● Task
Please rewrite all the records below, replacing "Drop" with "Mark" and keeping everything else the same. Leave the pictures out of your answer.
════
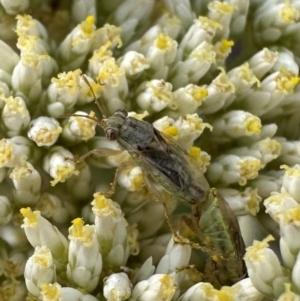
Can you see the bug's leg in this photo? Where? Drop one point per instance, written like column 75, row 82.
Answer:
column 177, row 239
column 193, row 274
column 103, row 152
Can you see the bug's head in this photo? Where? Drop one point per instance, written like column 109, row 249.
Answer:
column 114, row 123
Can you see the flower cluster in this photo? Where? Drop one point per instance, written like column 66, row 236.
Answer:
column 224, row 71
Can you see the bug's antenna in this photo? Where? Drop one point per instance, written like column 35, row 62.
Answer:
column 95, row 98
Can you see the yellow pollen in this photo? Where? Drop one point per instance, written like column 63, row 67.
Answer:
column 88, row 26
column 30, row 217
column 163, row 41
column 77, row 229
column 171, row 131
column 199, row 94
column 226, row 45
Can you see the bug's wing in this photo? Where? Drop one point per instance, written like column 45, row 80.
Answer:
column 233, row 227
column 172, row 147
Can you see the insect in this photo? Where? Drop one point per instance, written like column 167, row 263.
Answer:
column 165, row 163
column 216, row 225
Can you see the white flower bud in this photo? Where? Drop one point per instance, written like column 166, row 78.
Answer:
column 194, row 67
column 115, row 86
column 131, row 15
column 265, row 150
column 161, row 54
column 131, row 178
column 77, row 128
column 59, row 164
column 262, row 62
column 278, row 203
column 76, row 46
column 158, row 287
column 63, row 92
column 54, row 291
column 154, row 95
column 186, row 100
column 290, row 153
column 39, row 269
column 44, row 131
column 219, row 91
column 235, row 124
column 26, row 77
column 117, row 287
column 27, row 182
column 228, row 169
column 41, row 232
column 221, row 12
column 199, row 291
column 242, row 202
column 84, row 260
column 110, row 227
column 267, row 183
column 203, row 30
column 53, row 208
column 81, row 9
column 6, row 210
column 291, row 181
column 177, row 257
column 133, row 63
column 28, row 26
column 289, row 222
column 181, row 9
column 15, row 151
column 190, row 127
column 264, row 269
column 9, row 59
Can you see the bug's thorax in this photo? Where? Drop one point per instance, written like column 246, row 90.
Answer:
column 132, row 134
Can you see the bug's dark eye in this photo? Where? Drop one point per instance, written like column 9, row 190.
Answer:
column 111, row 134
column 122, row 113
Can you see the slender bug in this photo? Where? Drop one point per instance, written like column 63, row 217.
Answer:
column 165, row 163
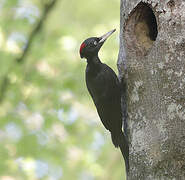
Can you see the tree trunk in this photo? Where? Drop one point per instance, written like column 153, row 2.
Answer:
column 152, row 62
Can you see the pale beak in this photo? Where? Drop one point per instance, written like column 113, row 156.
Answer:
column 105, row 36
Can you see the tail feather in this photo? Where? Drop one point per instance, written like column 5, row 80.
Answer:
column 120, row 140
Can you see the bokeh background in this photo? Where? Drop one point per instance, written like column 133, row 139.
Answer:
column 49, row 128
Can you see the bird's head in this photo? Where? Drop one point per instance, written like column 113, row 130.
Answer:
column 91, row 46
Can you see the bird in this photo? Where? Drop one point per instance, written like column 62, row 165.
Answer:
column 105, row 89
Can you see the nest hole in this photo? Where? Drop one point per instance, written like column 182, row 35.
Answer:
column 141, row 28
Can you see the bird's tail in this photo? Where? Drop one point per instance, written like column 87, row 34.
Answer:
column 120, row 140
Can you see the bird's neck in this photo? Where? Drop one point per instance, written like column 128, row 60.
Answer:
column 93, row 61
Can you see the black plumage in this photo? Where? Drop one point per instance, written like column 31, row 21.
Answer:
column 104, row 88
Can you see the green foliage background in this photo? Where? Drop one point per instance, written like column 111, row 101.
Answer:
column 49, row 128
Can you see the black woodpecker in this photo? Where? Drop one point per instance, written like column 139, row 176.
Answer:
column 104, row 88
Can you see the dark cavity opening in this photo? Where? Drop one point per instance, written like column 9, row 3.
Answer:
column 141, row 28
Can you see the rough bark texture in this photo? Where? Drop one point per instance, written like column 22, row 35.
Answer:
column 152, row 61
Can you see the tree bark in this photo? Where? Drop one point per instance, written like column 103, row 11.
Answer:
column 152, row 63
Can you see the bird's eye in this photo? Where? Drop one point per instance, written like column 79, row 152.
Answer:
column 95, row 43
════
● Output of the task
Can you see the bug's leg in this photo? Where? Mark one point per instance, written like column 75, row 82.
Answer:
column 177, row 239
column 193, row 274
column 103, row 152
Can you see the bug's head in this photo? Where? Mark one point per instance, written like column 109, row 249.
Answer:
column 114, row 123
Can you see the flower cluster in this photo? Where? Mark one point per instance, written like column 66, row 236.
Answer:
column 224, row 71
Can you see the bug's antenna in this photo? Where? Mark one point per instance, written like column 35, row 62.
Answer:
column 95, row 98
Can you see the yellow pollen in this photo? Where? Mark one point per instance, written like column 63, row 67.
Answer:
column 88, row 26
column 30, row 217
column 163, row 41
column 77, row 229
column 171, row 131
column 199, row 94
column 226, row 45
Can you see the bug's wing in this photo? Where? Mark one point per instance, written like column 45, row 80.
Answer:
column 233, row 227
column 172, row 147
Can you see the insect in this photo? Where? Mark one point per instance, written like column 167, row 263.
Answer:
column 165, row 163
column 216, row 225
Can you see the white flower bud in this photo? Where? Mark one point per instance, written like column 166, row 78.
Answer:
column 194, row 67
column 115, row 86
column 131, row 15
column 265, row 150
column 161, row 54
column 131, row 178
column 77, row 128
column 59, row 164
column 262, row 62
column 278, row 203
column 76, row 46
column 158, row 287
column 63, row 92
column 54, row 291
column 154, row 95
column 186, row 100
column 290, row 153
column 39, row 269
column 44, row 131
column 219, row 91
column 235, row 124
column 26, row 77
column 117, row 287
column 27, row 182
column 228, row 169
column 41, row 232
column 221, row 12
column 199, row 291
column 242, row 202
column 84, row 260
column 110, row 227
column 267, row 183
column 203, row 30
column 53, row 208
column 81, row 9
column 6, row 210
column 291, row 181
column 177, row 257
column 133, row 63
column 28, row 26
column 289, row 222
column 181, row 9
column 15, row 151
column 190, row 127
column 264, row 269
column 9, row 59
Can you see the bug's thorax in this photo? Where? Mark one point per instance, written like column 246, row 90.
Answer:
column 132, row 134
Can you see the bug's dark eye in this photo? Where? Mark one point per instance, written like column 9, row 190.
Answer:
column 111, row 134
column 122, row 113
Can you see the slender bug in this photo? Where? Mark one point per instance, written like column 63, row 217.
Answer:
column 165, row 163
Can you see the tree trunk in this photo? Where? Mark one point per instance, written like column 153, row 2.
Answer:
column 152, row 62
Can you see the pale beak in this photo? Where? Mark one point per instance, written like column 113, row 156.
Answer:
column 105, row 36
Can you see the tail feather in this photo? Where? Mark one point per instance, written like column 5, row 80.
Answer:
column 120, row 140
Can you see the bokeh background in this photo? Where? Mark one point per instance, written like column 133, row 139.
Answer:
column 49, row 128
Can you see the bird's head in this photo? Where? Mark one point per instance, written like column 113, row 130.
Answer:
column 91, row 46
Can you see the bird in this photo? Where? Mark one point per instance, written like column 62, row 165.
Answer:
column 105, row 89
Can you see the nest hole in this photo? Where? Mark one point per instance, written like column 182, row 35.
Answer:
column 141, row 28
Can you see the bird's tail in this photo? Where? Mark one point per instance, written like column 87, row 34.
Answer:
column 120, row 140
Can you see the bird's neck in this photo? Where? Mark one point per instance, written like column 128, row 60.
Answer:
column 93, row 61
Can you see the black plumage in this photo? Where? Mark one point per instance, written like column 31, row 21.
Answer:
column 104, row 88
Can you see the green foliage background in this photo? Where? Mark one point per instance, written like column 111, row 101.
Answer:
column 49, row 128
Can you see the black woodpecker in this photo? Where? Mark one point per instance, written like column 139, row 176.
Answer:
column 104, row 88
Can you see the dark cavity opening in this photo? Where? Mark one point per instance, written like column 9, row 3.
Answer:
column 141, row 28
Can you see the rough bark texture in this photo? Where? Mark one point per instance, written like column 22, row 35.
Answer:
column 152, row 61
Can you see the tree bark in this photo? Where? Mark one point per instance, written like column 103, row 11.
Answer:
column 152, row 63
Can you see the bird's eye in this photo? Where? Mark one point per instance, written like column 79, row 152.
Answer:
column 95, row 43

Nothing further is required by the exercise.